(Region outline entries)
------------
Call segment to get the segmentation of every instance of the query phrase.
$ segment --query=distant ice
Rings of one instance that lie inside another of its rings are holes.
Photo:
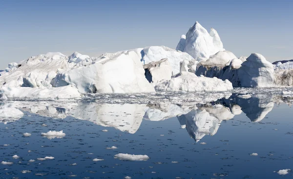
[[[55,158],[54,157],[45,157],[45,159],[54,159]]]
[[[20,157],[18,156],[17,155],[15,155],[13,156],[12,156],[12,158],[13,158],[13,159],[18,159],[20,158]]]
[[[290,171],[291,171],[291,169],[283,169],[283,170],[280,170],[278,171],[278,174],[279,175],[287,175],[288,174]]]
[[[132,161],[143,161],[149,159],[148,156],[146,155],[130,155],[123,153],[115,155],[114,158],[119,159],[121,160]]]
[[[39,160],[39,161],[42,161],[42,160],[44,160],[46,159],[45,158],[38,158],[37,159],[37,160]]]
[[[32,171],[30,170],[21,170],[21,172],[23,174],[26,174],[27,173],[31,173]]]
[[[63,130],[61,130],[60,131],[49,131],[46,133],[42,133],[41,135],[42,136],[46,137],[47,138],[49,139],[54,139],[55,138],[62,138],[63,137],[65,136],[65,134],[63,133]]]
[[[93,159],[93,161],[103,161],[104,159]]]
[[[112,146],[111,147],[107,147],[107,148],[106,148],[106,149],[116,149],[117,148],[117,147],[115,147],[114,146]]]
[[[13,162],[10,162],[8,161],[2,161],[1,162],[1,164],[3,165],[12,165],[13,164]]]
[[[26,133],[23,133],[23,134],[22,134],[22,135],[23,135],[24,137],[31,137],[31,136],[32,136],[32,135],[31,135],[31,134],[30,134],[30,133],[27,133],[27,132],[26,132]]]

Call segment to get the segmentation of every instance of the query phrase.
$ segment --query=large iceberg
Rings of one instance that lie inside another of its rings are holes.
[[[54,87],[68,84],[74,85],[81,93],[154,91],[145,77],[139,57],[133,51],[57,74]]]
[[[219,51],[225,50],[217,31],[211,28],[209,33],[197,21],[185,37],[181,36],[176,50],[188,53],[195,60],[207,59]]]
[[[228,55],[230,54],[230,55]],[[273,66],[261,54],[253,53],[245,60],[235,58],[228,51],[219,52],[197,65],[195,74],[208,77],[228,80],[233,87],[273,87]]]

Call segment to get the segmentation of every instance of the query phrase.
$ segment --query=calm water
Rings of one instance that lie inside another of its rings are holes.
[[[13,163],[0,178],[292,178],[276,172],[293,169],[293,98],[247,90],[3,102],[2,113],[24,114],[1,119],[0,160]],[[66,135],[41,136],[49,130]]]

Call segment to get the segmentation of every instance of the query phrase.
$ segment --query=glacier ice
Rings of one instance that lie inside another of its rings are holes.
[[[181,36],[176,50],[188,53],[195,60],[207,59],[225,50],[217,31],[211,28],[209,33],[198,21],[189,28],[184,39],[184,36]]]
[[[152,61],[144,65],[145,76],[149,82],[157,83],[162,80],[168,80],[172,76],[172,69],[168,59]]]
[[[228,80],[198,77],[190,72],[182,72],[170,80],[160,82],[155,89],[162,91],[224,91],[232,90],[233,87]]]

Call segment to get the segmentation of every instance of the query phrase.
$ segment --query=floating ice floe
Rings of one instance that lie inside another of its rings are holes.
[[[65,134],[63,133],[63,131],[49,131],[46,133],[41,133],[41,136],[47,137],[49,139],[57,138],[62,138],[65,136]]]
[[[30,170],[21,170],[21,172],[23,174],[26,174],[28,173],[31,173],[32,171]]]
[[[12,156],[12,158],[13,158],[13,159],[18,159],[20,158],[20,157],[18,156],[17,155],[15,155],[13,156]]]
[[[106,149],[116,149],[117,148],[117,147],[115,147],[114,146],[112,146],[111,147],[107,147],[106,148]]]
[[[146,155],[130,155],[123,153],[115,155],[114,158],[119,159],[121,160],[132,161],[144,161],[149,159],[148,156]]]
[[[13,162],[10,162],[9,161],[2,161],[1,162],[1,164],[3,164],[3,165],[12,165],[13,164]]]
[[[30,133],[26,132],[25,133],[22,134],[22,136],[23,136],[23,137],[31,137],[32,135]]]
[[[55,159],[55,158],[54,158],[53,157],[45,157],[45,159]]]
[[[103,161],[104,159],[93,159],[93,161]]]

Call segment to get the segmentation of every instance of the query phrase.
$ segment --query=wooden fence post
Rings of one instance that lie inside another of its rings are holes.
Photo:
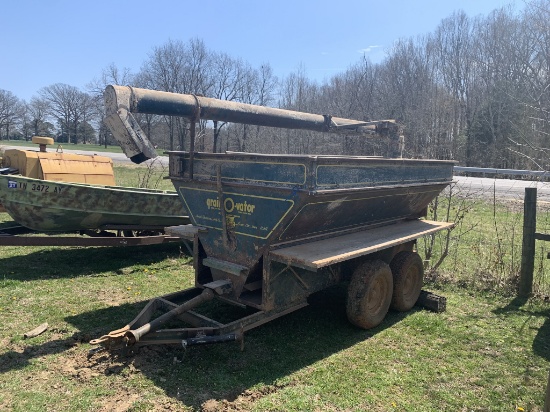
[[[533,291],[535,270],[535,232],[537,228],[537,188],[525,188],[523,203],[523,246],[518,296],[527,298]]]

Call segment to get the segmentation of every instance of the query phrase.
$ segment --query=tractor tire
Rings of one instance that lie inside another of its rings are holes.
[[[392,309],[406,312],[416,304],[424,279],[422,258],[415,252],[399,252],[392,259],[393,274]]]
[[[346,312],[355,326],[378,326],[390,307],[393,278],[389,265],[381,260],[360,264],[351,276]]]

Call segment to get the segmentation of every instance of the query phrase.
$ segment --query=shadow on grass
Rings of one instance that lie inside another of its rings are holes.
[[[30,281],[72,278],[103,272],[123,273],[134,265],[148,265],[167,257],[186,255],[183,243],[126,247],[57,247],[27,248],[0,259],[0,274],[4,279]]]
[[[506,306],[495,309],[493,312],[501,315],[522,312],[528,316],[526,324],[532,316],[545,317],[546,320],[538,329],[537,335],[533,340],[533,352],[536,355],[550,361],[550,309],[541,309],[542,306],[540,305],[527,305],[528,302],[528,298],[515,297]]]
[[[136,368],[168,396],[197,410],[209,399],[233,401],[255,385],[262,385],[264,389],[266,385],[281,388],[292,384],[284,378],[293,372],[369,339],[407,316],[390,311],[379,327],[369,331],[358,329],[347,321],[345,296],[343,286],[312,295],[308,307],[247,332],[242,352],[237,343],[187,350],[177,346],[150,346],[140,348],[132,357],[101,352],[89,359],[87,367],[110,375]],[[124,326],[145,303],[109,307],[66,320],[85,331],[85,338],[89,340]],[[233,310],[240,309],[234,307]],[[4,365],[0,372],[14,366],[20,368],[34,356],[62,352],[71,343],[47,342],[31,347],[18,354],[18,364],[12,362],[11,367],[9,358],[13,354],[4,355],[0,357],[0,365]]]

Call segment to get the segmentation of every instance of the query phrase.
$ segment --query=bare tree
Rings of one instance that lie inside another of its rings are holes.
[[[20,114],[20,100],[12,92],[0,89],[0,140],[3,139],[2,131],[6,138],[10,137],[10,130],[16,123]]]

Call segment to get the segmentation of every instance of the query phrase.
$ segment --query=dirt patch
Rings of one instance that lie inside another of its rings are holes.
[[[246,390],[234,400],[209,399],[201,405],[203,412],[244,412],[264,396],[275,393],[288,385],[268,385],[255,390]]]

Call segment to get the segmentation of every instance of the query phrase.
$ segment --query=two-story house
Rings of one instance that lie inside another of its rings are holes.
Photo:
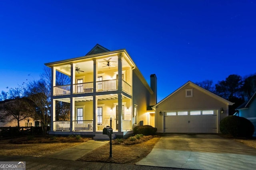
[[[110,126],[125,137],[135,126],[154,126],[156,77],[150,87],[125,49],[110,51],[96,45],[86,55],[45,64],[51,68],[51,126],[50,134],[94,136]],[[56,86],[56,72],[70,78]],[[70,104],[70,120],[56,119],[56,102]]]

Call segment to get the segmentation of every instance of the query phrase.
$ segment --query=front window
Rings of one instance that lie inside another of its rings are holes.
[[[102,123],[102,107],[98,107],[98,124],[101,125]]]
[[[137,125],[137,106],[134,106],[134,124]]]
[[[25,122],[25,126],[26,127],[32,126],[32,122]]]
[[[99,76],[98,77],[98,90],[102,90],[102,76]]]

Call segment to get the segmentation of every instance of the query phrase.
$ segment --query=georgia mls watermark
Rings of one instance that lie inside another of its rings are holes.
[[[26,170],[26,162],[0,161],[0,170]]]

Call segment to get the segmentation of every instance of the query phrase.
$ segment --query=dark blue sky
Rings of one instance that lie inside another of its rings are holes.
[[[2,0],[0,22],[0,91],[97,43],[156,74],[158,101],[188,80],[256,72],[254,0]]]

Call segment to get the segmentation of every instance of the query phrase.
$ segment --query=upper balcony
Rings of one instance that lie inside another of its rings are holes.
[[[46,64],[52,68],[53,96],[109,91],[116,94],[122,91],[130,96],[132,93],[132,70],[135,65],[125,50]],[[69,81],[58,81],[58,72],[69,77]]]
[[[115,91],[118,90],[118,80],[98,81],[96,83],[96,92]],[[54,96],[63,96],[70,94],[70,85],[57,86],[54,87]],[[80,94],[93,92],[93,82],[74,84],[73,94]],[[131,86],[122,80],[122,90],[128,94],[132,94]]]

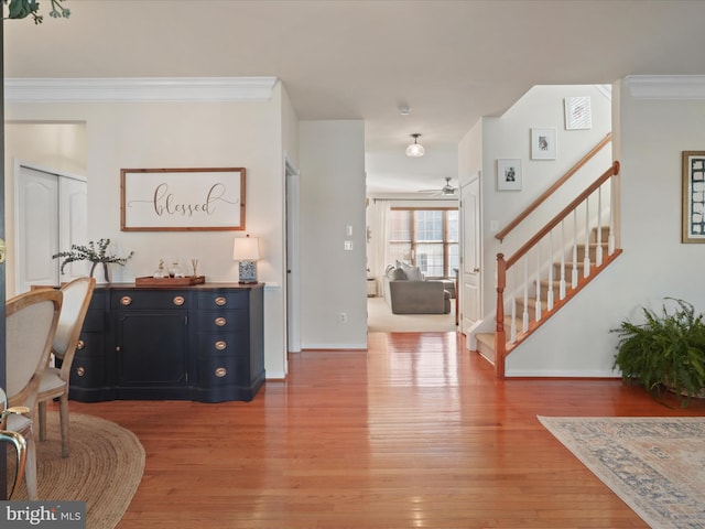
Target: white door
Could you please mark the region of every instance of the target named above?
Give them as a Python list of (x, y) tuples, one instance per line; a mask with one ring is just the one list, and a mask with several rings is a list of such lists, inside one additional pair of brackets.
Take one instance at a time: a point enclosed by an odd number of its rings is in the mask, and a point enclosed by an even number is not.
[(15, 293), (85, 276), (87, 264), (77, 262), (59, 277), (59, 259), (52, 256), (86, 242), (86, 182), (24, 165), (17, 175)]
[(480, 179), (460, 190), (460, 225), (463, 226), (463, 260), (460, 263), (460, 332), (468, 334), (481, 317), (480, 270)]

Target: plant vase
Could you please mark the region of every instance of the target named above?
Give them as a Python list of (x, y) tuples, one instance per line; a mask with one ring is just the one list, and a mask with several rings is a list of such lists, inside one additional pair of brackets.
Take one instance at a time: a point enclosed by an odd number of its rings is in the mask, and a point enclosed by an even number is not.
[[(102, 264), (102, 277), (104, 277), (104, 282), (109, 283), (110, 282), (110, 271), (108, 270), (108, 263), (107, 262), (102, 262), (102, 261), (91, 261), (93, 264), (90, 266), (90, 277), (95, 278), (95, 271), (96, 271), (96, 267), (98, 264)], [(98, 272), (99, 273), (99, 272)], [(99, 281), (99, 278), (96, 278), (97, 282)]]

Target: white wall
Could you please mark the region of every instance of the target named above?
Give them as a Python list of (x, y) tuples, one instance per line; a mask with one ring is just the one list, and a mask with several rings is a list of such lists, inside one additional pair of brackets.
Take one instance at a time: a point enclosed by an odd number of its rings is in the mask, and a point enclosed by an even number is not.
[[(116, 282), (151, 276), (161, 258), (166, 262), (198, 258), (207, 281), (237, 281), (232, 240), (243, 235), (120, 231), (121, 168), (246, 168), (247, 233), (260, 237), (259, 279), (269, 283), (267, 376), (284, 376), (282, 142), (285, 134), (288, 147), (295, 149), (296, 133), (291, 123), (282, 131), (282, 116), (293, 112), (280, 84), (268, 102), (6, 102), (4, 111), (11, 121), (86, 123), (88, 238), (110, 238), (120, 253), (134, 250), (128, 266), (113, 270)], [(11, 206), (6, 207), (6, 217), (13, 217)]]
[[(18, 123), (4, 126), (6, 242), (15, 253), (14, 181), (17, 163), (72, 176), (86, 175), (85, 123)], [(6, 261), (7, 298), (15, 291), (15, 262)]]
[(704, 100), (636, 99), (627, 83), (614, 134), (621, 163), (623, 253), (507, 359), (508, 375), (609, 376), (623, 319), (664, 296), (705, 310), (702, 245), (681, 244), (681, 152), (703, 150)]
[[(564, 98), (590, 96), (593, 127), (565, 130)], [(531, 129), (556, 130), (556, 159), (531, 160)], [(509, 257), (535, 231), (543, 227), (568, 201), (573, 199), (611, 164), (607, 145), (570, 185), (558, 190), (527, 222), (502, 242), (490, 229), (497, 222), (502, 229), (531, 202), (578, 162), (611, 130), (611, 102), (594, 86), (535, 86), (499, 118), (482, 119), (482, 313), (494, 317), (496, 305), (495, 274), (497, 253)], [(521, 191), (497, 191), (497, 160), (519, 159), (522, 166)]]
[(301, 121), (299, 141), (302, 348), (365, 348), (365, 125)]

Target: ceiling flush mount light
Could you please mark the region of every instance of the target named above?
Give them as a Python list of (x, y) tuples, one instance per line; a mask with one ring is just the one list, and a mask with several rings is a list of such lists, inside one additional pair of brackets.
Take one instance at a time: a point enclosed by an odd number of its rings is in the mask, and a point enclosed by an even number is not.
[(419, 138), (421, 138), (421, 134), (411, 134), (411, 137), (414, 139), (414, 142), (406, 148), (406, 155), (414, 158), (423, 156), (423, 153), (426, 152), (426, 150), (421, 143), (419, 143)]

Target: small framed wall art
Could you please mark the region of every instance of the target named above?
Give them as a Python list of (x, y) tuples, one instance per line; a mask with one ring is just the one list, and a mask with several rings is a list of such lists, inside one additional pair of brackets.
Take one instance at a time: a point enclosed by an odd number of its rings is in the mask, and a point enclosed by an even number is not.
[(705, 151), (683, 151), (682, 242), (705, 242)]
[(531, 129), (531, 159), (555, 160), (555, 129)]
[(593, 128), (589, 96), (565, 98), (565, 130)]
[(521, 191), (521, 160), (497, 160), (497, 191)]
[(245, 229), (245, 169), (122, 169), (122, 231)]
------------
» Given request
Please duplicate the part of the listing that opens with the line containing "Target: small framed wall art" and closes with the line containing "[(593, 128), (589, 96), (565, 98), (565, 130)]", including both of those lines.

» Answer in full
Target: small framed wall art
Could you please mark the region of every instance of the target named above?
Give them as a Python list of (x, y) tuples, one instance per line; a mask with one ring is just the one list, and a mask with several rings is a list of such lists, inside one additional pair of brackets.
Take one instance at a time: a point enclosed by an odd number of its rings is in the mask, and a point enclosed by an even number is not.
[(705, 151), (683, 151), (682, 242), (705, 242)]
[(531, 129), (531, 159), (555, 160), (555, 129)]
[(593, 128), (589, 96), (565, 98), (565, 130)]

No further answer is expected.